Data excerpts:
============================================================
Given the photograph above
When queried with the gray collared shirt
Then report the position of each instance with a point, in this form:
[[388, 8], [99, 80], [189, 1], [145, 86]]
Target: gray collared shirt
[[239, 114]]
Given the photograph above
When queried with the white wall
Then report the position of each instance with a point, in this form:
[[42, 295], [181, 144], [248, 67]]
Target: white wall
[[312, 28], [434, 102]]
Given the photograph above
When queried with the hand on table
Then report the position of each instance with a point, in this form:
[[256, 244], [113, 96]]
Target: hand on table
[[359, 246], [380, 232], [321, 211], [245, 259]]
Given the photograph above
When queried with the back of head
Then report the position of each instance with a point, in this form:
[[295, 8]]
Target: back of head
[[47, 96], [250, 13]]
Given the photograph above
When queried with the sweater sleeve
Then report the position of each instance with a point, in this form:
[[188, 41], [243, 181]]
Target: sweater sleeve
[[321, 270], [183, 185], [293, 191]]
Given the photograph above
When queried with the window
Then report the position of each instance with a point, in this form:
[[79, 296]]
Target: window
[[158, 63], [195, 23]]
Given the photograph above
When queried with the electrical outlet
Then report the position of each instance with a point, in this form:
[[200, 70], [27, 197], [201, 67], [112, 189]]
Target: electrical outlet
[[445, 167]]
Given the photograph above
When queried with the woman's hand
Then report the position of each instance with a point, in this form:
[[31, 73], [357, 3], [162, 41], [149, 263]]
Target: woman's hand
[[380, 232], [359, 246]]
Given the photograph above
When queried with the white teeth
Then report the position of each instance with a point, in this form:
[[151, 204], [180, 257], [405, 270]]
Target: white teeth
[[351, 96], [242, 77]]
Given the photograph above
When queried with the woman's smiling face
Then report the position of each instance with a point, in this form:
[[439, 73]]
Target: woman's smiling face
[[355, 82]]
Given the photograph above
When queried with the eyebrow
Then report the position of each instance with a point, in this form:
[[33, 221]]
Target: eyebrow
============================================================
What the exercise asks
Count the lines above in which the string "When" occurs. Give that number and nothing else.

Task answer
11